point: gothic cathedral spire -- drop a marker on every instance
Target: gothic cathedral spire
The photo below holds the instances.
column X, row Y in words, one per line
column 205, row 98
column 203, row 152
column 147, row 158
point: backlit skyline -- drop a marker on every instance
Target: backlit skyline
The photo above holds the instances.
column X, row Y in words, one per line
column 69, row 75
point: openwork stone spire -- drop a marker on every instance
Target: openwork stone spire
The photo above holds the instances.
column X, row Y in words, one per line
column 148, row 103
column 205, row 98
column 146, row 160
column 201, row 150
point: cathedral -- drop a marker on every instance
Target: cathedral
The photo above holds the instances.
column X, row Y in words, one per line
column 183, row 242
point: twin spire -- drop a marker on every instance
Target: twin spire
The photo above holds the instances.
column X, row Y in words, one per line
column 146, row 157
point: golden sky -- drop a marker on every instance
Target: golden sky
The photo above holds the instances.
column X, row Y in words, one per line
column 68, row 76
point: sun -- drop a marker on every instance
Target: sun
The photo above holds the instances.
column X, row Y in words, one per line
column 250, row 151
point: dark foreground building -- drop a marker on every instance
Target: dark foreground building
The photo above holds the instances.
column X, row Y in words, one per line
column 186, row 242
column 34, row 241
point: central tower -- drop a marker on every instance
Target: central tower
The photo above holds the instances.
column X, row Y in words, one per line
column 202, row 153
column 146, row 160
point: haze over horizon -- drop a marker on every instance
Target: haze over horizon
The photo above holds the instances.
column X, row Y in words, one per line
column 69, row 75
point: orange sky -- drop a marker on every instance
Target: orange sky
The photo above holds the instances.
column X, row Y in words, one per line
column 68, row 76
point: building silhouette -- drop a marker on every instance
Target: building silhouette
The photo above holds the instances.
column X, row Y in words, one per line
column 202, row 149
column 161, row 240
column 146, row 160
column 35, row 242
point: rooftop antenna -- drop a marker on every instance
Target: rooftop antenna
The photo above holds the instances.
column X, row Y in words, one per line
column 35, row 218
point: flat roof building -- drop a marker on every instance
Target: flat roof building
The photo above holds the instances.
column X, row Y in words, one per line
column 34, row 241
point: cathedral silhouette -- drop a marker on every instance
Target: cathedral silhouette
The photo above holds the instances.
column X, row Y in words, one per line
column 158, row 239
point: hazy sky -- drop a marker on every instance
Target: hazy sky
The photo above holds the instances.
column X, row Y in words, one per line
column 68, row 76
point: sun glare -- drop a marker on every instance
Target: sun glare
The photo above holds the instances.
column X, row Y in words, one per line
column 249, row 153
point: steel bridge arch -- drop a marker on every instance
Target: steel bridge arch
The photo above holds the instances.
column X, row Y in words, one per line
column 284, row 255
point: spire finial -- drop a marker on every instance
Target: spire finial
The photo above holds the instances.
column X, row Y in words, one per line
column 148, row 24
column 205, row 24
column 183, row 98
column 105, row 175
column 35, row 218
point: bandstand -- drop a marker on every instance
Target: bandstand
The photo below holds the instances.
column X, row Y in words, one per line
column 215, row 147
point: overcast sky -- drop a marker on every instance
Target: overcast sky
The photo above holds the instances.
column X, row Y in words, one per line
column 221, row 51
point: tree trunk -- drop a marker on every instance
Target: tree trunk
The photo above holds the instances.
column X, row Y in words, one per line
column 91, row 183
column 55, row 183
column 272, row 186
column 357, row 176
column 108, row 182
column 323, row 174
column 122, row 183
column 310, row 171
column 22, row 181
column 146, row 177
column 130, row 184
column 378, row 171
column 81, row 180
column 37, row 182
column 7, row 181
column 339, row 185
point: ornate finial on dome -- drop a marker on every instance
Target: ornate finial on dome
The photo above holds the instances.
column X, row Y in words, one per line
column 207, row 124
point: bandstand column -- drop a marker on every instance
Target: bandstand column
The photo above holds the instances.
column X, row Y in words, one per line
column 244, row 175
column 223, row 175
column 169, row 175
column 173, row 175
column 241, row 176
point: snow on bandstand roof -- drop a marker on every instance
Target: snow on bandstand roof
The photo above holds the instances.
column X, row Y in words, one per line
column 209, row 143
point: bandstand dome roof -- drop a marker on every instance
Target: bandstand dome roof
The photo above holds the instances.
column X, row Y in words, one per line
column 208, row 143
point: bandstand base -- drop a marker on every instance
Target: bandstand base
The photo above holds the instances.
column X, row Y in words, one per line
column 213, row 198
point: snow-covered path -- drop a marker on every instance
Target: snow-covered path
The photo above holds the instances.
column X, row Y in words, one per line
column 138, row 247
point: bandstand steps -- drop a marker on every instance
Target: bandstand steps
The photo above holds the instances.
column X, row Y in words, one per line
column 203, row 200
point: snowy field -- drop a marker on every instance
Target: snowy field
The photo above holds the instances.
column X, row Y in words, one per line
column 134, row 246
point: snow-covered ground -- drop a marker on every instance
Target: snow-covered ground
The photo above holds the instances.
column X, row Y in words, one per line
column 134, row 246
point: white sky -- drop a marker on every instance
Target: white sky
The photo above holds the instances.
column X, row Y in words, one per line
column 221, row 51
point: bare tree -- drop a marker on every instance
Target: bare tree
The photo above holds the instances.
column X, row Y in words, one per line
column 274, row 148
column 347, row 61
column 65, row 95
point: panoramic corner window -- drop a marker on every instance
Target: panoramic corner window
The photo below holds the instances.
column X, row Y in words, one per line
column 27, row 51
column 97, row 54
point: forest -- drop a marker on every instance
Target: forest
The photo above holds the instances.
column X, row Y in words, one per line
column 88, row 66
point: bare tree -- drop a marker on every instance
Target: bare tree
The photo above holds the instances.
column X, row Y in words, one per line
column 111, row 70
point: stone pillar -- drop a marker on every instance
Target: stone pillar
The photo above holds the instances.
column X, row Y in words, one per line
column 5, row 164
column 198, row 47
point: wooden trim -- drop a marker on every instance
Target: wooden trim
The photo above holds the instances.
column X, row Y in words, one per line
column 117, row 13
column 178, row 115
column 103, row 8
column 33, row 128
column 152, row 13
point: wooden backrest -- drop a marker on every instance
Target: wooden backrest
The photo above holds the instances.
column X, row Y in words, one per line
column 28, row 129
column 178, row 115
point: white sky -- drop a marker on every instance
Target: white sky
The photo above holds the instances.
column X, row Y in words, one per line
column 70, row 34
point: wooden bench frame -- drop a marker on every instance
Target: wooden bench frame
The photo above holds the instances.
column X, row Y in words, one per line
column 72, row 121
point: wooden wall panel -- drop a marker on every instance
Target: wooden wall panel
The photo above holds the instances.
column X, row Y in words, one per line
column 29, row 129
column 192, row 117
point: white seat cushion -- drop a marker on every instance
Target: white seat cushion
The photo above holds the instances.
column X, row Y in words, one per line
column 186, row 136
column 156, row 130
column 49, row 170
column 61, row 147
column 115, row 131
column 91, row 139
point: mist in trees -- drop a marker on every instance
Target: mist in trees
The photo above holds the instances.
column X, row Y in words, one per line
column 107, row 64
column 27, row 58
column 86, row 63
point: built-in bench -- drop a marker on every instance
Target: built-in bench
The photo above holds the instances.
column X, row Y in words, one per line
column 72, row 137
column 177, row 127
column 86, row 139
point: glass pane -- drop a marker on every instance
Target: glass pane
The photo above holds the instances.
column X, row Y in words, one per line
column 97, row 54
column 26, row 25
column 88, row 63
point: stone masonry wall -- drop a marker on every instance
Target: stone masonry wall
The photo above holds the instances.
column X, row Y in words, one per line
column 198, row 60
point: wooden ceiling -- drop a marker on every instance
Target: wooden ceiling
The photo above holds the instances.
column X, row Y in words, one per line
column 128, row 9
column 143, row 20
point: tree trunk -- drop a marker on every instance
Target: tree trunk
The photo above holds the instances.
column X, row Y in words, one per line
──────────
§ What you are asked to do: Transcribe the whole listing above exactly, leaving nothing out.

§ Output below:
point: gothic cathedral spire -- drop a marker on every instance
Target: gothic cathedral spire
The photo below holds the instances.
column X, row Y in words, one per line
column 205, row 98
column 203, row 152
column 147, row 158
point: backlit skyline -- drop a marker on every instance
Target: backlit skyline
The photo above holds the instances.
column X, row Y in words, one per line
column 69, row 75
point: openwork stone spire -- drop a marker on every instance
Target: openwork stone spire
The photo above holds the instances.
column X, row Y in words, one per line
column 148, row 103
column 205, row 98
column 146, row 160
column 201, row 150
point: cathedral -- drop a marker on every instance
Target: cathedral
The photo above holds the instances.
column X, row Y in words, one per line
column 183, row 242
point: twin spire -- drop a marker on every instance
Target: twin spire
The photo above holds the instances.
column X, row Y in words, one per line
column 146, row 157
point: golden sky -- drop a marker on every instance
Target: golden sky
The photo above holds the instances.
column X, row Y in words, one per line
column 68, row 76
point: sun -- drop a marker on every instance
Target: sun
The photo above holds the instances.
column X, row Y in words, one per line
column 250, row 151
point: dark foreground building -- drop a marker on every instance
Target: dark foreground building
The photo above holds the instances.
column X, row Y in words, one per line
column 186, row 242
column 34, row 241
point: central tower -- drop a marker on every instance
Target: central tower
The photo above holds the instances.
column X, row Y in words, one per line
column 202, row 153
column 146, row 160
point: haze over horizon -- drop a marker on every instance
Target: haze over horizon
The photo above holds the instances.
column X, row Y in words, one per line
column 69, row 75
point: orange sky -- drop a marker on every instance
Target: orange sky
The photo above holds the instances.
column X, row Y in words, one per line
column 68, row 76
point: building silhouette -- drop a marker on every instance
Target: building silhouette
The photo above holds the instances.
column X, row Y in words, one per line
column 202, row 149
column 161, row 240
column 146, row 160
column 35, row 242
point: rooftop antenna -- drop a marker on every instance
Target: rooftop antenna
The photo above holds the instances.
column X, row Y in words, one per line
column 35, row 218
point: flat roof building -- drop a marker on every instance
Target: flat roof building
The photo above holds the instances.
column X, row Y in words, one per line
column 34, row 241
point: cathedral silhouette -- drop a marker on every instance
Target: cathedral silhouette
The photo above holds the instances.
column X, row Y in words, one per line
column 158, row 239
point: hazy sky -- drop a marker on every instance
Target: hazy sky
The photo above holds the instances.
column X, row Y in words, one per line
column 68, row 76
point: sun glare -- drop a marker on every instance
Target: sun glare
The photo above holds the instances.
column X, row Y in words, one per line
column 249, row 153
point: steel bridge arch -- drop a marker on every instance
Target: steel bridge arch
The photo above holds the instances.
column X, row Y in words, one per line
column 284, row 255
point: spire finial -- drop a marker on every instance
Target: spire finial
The photo above holds the instances.
column X, row Y in words, one per line
column 148, row 24
column 205, row 24
column 183, row 98
column 105, row 175
column 35, row 218
point: bandstand -- drop a marker on every instance
Target: bandstand
The photo below holds the instances.
column X, row Y in words, one per line
column 215, row 147
point: overcast sky -- drop a marker on every instance
Target: overcast sky
The photo above holds the instances.
column X, row Y in words, one per line
column 221, row 51
point: tree trunk -- drop a marker on every instance
Target: tree trunk
The photo above holds the instances.
column X, row Y in words, one per line
column 91, row 183
column 55, row 183
column 272, row 186
column 357, row 176
column 108, row 182
column 323, row 174
column 122, row 183
column 310, row 171
column 22, row 181
column 146, row 177
column 130, row 184
column 378, row 171
column 81, row 180
column 37, row 182
column 7, row 181
column 339, row 185
point: ornate finial on dome -- drop a marker on every instance
Target: ornate finial on dome
The photo above holds the instances.
column X, row Y in words, one per line
column 207, row 124
point: bandstand column -- drop a marker on every instance
Target: bandstand column
The photo above holds the instances.
column X, row Y in words, one per line
column 244, row 175
column 223, row 175
column 169, row 175
column 173, row 175
column 241, row 176
point: snow on bandstand roof -- drop a marker on every instance
Target: snow on bandstand roof
The photo above holds the instances.
column X, row Y in words, one per line
column 209, row 143
point: bandstand dome roof -- drop a marker on every instance
Target: bandstand dome roof
The photo above holds the instances.
column X, row Y in words, one per line
column 208, row 143
point: bandstand base -- drop a marker on every instance
Target: bandstand base
The photo above holds the instances.
column X, row Y in words, one per line
column 213, row 198
point: snow-covered path -- drop a marker on every instance
Target: snow-covered path
The photo above holds the instances.
column X, row Y in words, one per line
column 138, row 247
point: bandstand steps -- drop a marker on every instance
Target: bandstand steps
The photo above holds the instances.
column X, row Y in words, one per line
column 203, row 200
point: snowy field -- drop a marker on every instance
Target: snowy field
The photo above holds the instances.
column X, row Y in words, one per line
column 134, row 246
point: snow-covered ground -- drop a marker on every instance
Target: snow-covered ground
The photo above holds the instances.
column X, row Y in words, one per line
column 134, row 246
point: white sky -- drop a marker on every instance
Target: white sky
The photo above holds the instances.
column X, row Y in words, one per line
column 221, row 51
point: bare tree -- drop a marker on every instance
Target: bare tree
The photo above holds the instances.
column X, row Y in words, one per line
column 274, row 148
column 347, row 61
column 65, row 95
point: panoramic corner window -- drop a marker on every instance
Target: panoramic corner window
The photo below holds the instances.
column X, row Y in words, one per line
column 27, row 51
column 97, row 54
point: forest -- drop a marker on every instance
Target: forest
The photo above holds the instances.
column X, row Y in words, one per line
column 88, row 66
point: bare tree -- drop a marker on every instance
Target: bare tree
The photo above holds the instances.
column X, row Y in words, one per line
column 111, row 70
point: stone pillar -- drop a marker on every instance
Target: stone pillar
The photo above holds the instances.
column X, row Y in words, one per line
column 5, row 164
column 198, row 47
point: wooden trim -- drop a marker on every instance
Target: wooden trim
The photo above holds the instances.
column X, row Y in words, one per line
column 117, row 13
column 178, row 115
column 103, row 8
column 33, row 128
column 152, row 13
point: wooden backrest -- drop a marker on every instance
Target: wooden backrest
The photo above holds the instances.
column X, row Y in words, one per line
column 28, row 129
column 178, row 115
point: white sky -- drop a marker on every instance
Target: white sky
The photo above holds the instances.
column X, row Y in words, one per line
column 70, row 34
point: wooden bench frame -- drop a marker on every instance
Target: wooden bench frame
The photo above holds the instances.
column X, row Y in words, one per line
column 72, row 121
point: wooden wall panel -- drop a marker on every instance
Target: wooden wall panel
The photo above holds the instances.
column X, row Y in words, one per line
column 29, row 129
column 192, row 117
point: white seat cushion -- drop a marker on every instance
Target: white seat cushion
The photo above holds the instances.
column X, row Y in words, one per line
column 186, row 136
column 156, row 130
column 49, row 170
column 61, row 147
column 115, row 131
column 91, row 139
point: mist in trees -- drop a marker on every instance
Target: mist in trees
The photo above holds the instances.
column X, row Y in words, one per line
column 107, row 64
column 27, row 58
column 86, row 63
point: built-in bench -- drop a marker on every instance
Target: built-in bench
The photo above holds the instances.
column X, row Y in words, one per line
column 72, row 137
column 177, row 127
column 86, row 139
point: glass pane -- drop a marker on every instance
Target: glass pane
The photo above holds the instances.
column X, row Y in words, one per line
column 97, row 54
column 26, row 25
column 88, row 63
point: stone masonry wall -- drop a marker on every instance
Target: stone masonry wall
The photo above holds the instances.
column X, row Y in words, one per line
column 198, row 60
point: wooden ceiling -- drop a marker on every instance
Target: wooden ceiling
The photo above holds the instances.
column X, row Y in words, one per line
column 128, row 9
column 143, row 20
point: tree trunk -- drop a marker on every instance
Target: tree trunk
The photo above holds the instances.
column X, row Y in words, one per line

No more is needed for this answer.